En tant que jeune diplômé à moitié Pakistanaise essayant de trouver sa voie dans le monde du développement international, ma rencontre avec Yasmeen Lari au Pakistan fût sans contexte une de mes expériences les plus enrichissantes. Il était incroyable d’être introduite à une partie de mon propre héritage par une femme aussi captivante.

Après avoir étudié à l’École d’architecture d’Oxford au Royaume-Uni, Yasmeen est devenue la première femme architecte du Pakistan. Alors que nous traversions Karachi, elle nous a montré ses créations, pointant notamment un imposant bâtiment, qui s’élevait au-dessus de nos têtes dans un impressionnant style des années 80.

## Tâche 1
Extrayez le texte sur Yasmeen Lari et reproduisez-le intégralement, sans rien y changer.

## Extrait de données
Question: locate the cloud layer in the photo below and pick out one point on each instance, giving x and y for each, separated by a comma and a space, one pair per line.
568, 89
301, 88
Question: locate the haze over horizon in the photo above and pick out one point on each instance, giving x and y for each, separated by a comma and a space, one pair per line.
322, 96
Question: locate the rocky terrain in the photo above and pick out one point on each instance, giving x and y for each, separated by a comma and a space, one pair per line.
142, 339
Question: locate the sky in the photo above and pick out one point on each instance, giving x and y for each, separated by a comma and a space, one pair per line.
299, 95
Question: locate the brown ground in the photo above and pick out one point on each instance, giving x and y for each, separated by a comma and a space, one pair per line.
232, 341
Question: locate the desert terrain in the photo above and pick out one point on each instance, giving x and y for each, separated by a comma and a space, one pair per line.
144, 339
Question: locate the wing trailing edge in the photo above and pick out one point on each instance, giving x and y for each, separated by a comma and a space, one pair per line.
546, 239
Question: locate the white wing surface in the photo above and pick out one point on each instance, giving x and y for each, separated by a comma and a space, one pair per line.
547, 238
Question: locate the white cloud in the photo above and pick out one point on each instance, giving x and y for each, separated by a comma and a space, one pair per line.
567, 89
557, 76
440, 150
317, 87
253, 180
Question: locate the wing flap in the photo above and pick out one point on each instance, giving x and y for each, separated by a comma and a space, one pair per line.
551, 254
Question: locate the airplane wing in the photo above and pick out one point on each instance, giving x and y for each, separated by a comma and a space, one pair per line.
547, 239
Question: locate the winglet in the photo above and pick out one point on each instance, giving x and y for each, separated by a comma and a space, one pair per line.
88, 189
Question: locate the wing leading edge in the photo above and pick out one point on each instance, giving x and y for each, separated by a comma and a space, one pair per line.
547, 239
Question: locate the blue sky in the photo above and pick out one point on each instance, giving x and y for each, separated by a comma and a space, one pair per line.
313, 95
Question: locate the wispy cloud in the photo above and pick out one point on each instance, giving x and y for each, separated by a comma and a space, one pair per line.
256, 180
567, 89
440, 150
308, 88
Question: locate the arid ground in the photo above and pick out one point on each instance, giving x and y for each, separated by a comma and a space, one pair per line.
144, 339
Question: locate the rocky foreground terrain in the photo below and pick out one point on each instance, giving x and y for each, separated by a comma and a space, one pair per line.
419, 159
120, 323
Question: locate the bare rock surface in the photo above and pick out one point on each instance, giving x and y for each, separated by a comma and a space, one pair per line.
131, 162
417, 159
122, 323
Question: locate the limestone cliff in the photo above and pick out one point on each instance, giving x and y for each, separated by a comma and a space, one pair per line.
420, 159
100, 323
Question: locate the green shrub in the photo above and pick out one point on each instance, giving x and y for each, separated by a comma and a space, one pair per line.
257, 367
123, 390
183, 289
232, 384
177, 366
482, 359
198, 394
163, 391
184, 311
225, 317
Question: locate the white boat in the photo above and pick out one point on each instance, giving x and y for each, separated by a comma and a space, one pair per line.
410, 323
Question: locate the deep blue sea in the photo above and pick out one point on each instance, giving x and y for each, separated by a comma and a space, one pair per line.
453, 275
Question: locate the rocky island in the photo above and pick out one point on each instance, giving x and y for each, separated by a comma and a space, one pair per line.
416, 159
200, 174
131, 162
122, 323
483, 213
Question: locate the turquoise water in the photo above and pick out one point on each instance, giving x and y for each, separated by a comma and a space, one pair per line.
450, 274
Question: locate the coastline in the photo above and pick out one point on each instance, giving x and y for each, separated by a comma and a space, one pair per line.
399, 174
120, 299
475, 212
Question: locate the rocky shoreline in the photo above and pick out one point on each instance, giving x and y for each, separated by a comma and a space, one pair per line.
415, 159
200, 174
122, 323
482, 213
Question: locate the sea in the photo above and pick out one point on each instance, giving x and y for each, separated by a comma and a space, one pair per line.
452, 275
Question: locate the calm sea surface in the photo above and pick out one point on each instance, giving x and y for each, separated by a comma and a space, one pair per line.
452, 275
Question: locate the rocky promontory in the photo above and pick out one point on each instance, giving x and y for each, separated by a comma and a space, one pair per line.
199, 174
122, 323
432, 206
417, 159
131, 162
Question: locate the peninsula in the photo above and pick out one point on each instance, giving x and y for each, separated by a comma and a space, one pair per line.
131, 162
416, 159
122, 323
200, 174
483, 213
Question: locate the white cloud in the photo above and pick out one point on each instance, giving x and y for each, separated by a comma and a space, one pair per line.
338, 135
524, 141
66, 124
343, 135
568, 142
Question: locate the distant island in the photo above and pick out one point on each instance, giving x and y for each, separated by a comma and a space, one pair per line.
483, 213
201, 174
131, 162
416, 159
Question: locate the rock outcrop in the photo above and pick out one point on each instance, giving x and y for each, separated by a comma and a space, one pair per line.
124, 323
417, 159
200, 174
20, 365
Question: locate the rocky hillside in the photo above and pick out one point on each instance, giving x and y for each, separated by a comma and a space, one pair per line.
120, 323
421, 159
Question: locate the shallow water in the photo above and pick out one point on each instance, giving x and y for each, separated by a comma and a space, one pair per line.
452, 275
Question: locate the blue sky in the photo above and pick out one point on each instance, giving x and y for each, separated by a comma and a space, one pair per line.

==

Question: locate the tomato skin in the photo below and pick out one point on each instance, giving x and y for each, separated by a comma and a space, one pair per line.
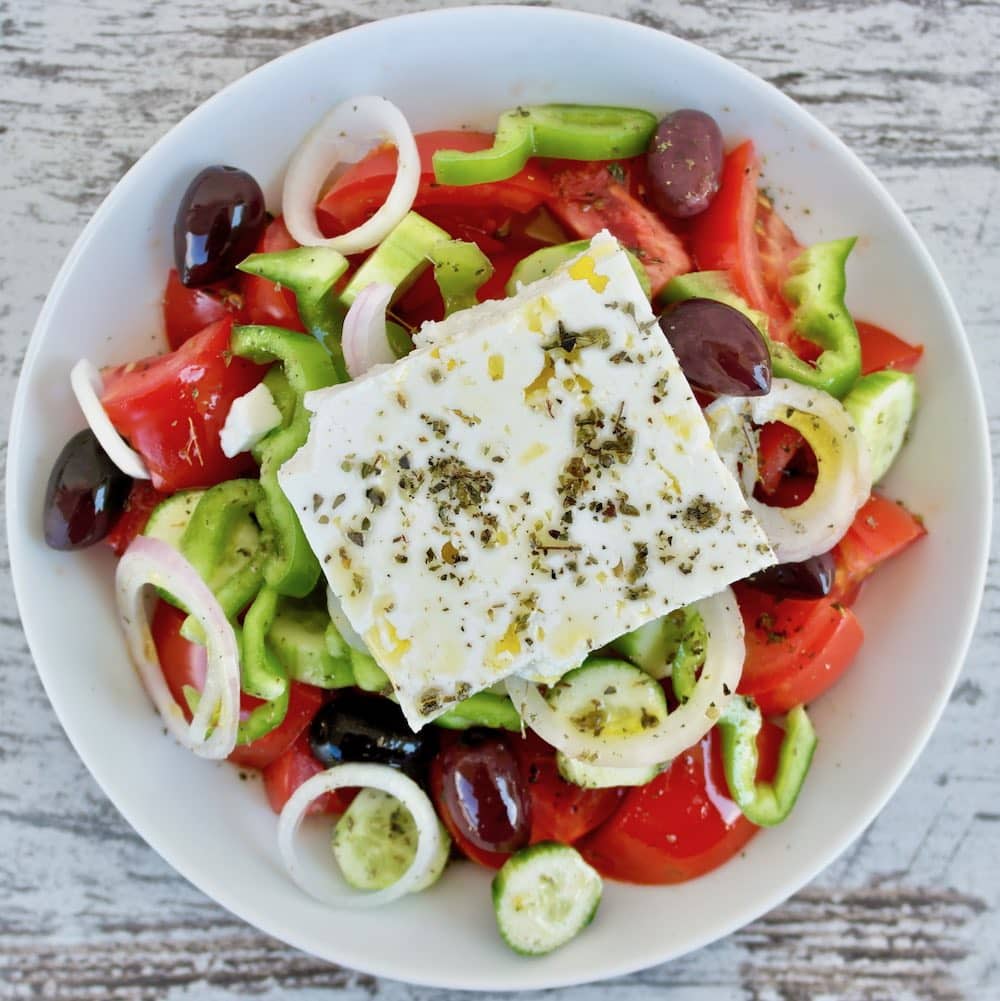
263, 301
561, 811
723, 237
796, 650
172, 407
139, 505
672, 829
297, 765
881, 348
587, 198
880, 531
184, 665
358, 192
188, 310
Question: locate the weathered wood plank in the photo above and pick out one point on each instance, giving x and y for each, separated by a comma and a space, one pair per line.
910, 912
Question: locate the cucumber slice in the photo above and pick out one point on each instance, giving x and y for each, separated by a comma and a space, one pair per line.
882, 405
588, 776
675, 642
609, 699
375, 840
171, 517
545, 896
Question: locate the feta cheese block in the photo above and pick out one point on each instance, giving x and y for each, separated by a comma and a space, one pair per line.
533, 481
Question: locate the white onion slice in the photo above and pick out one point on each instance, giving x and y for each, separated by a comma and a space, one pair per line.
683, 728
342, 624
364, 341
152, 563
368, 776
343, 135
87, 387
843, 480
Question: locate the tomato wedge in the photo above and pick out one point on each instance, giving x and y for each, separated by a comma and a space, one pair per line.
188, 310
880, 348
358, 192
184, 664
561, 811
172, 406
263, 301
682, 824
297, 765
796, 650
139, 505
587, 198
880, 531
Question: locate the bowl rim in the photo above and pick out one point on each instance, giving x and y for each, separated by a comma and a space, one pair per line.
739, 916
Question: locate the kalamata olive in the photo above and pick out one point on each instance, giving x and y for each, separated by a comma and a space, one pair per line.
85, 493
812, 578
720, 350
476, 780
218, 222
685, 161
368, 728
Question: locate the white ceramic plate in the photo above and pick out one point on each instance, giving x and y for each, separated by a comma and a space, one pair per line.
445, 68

## Tâche 2
Relevez puis recopiez chaque ligne des enregistrements qui contient le mot « water », en respectant la casse.

## Réponse écrite 1
En tant que jeune diplômé à moitié Pakistanaise essayant de trouver sa voie dans le monde du développement international, ma rencontre avec Yasmeen Lari au Pakistan fût sans contexte une de mes expériences les plus enrichissantes. Il était incroyable d’être introduite à une partie de mon propre héritage par une femme aussi captivante.

Après avoir étudié à l’École d’architecture d’Oxford au Royaume-Uni, Yasmeen est devenue la première femme architecte du Pakistan. Alors que nous traversions Karachi, elle nous a montré ses créations, pointant notamment un imposant bâtiment, qui s’élevait au-dessus de nos têtes dans un impressionnant style des années 80.

## Réponse écrite 2
Question: locate the turquoise water in the photo above and pick out one point on each instance, giving x and y for each, separated by a comma and a space, one pair per line.
Question: locate the shallow water in the photo above and pick out one point on each instance, giving x and y for each, separated by a comma and a space, one pair per line.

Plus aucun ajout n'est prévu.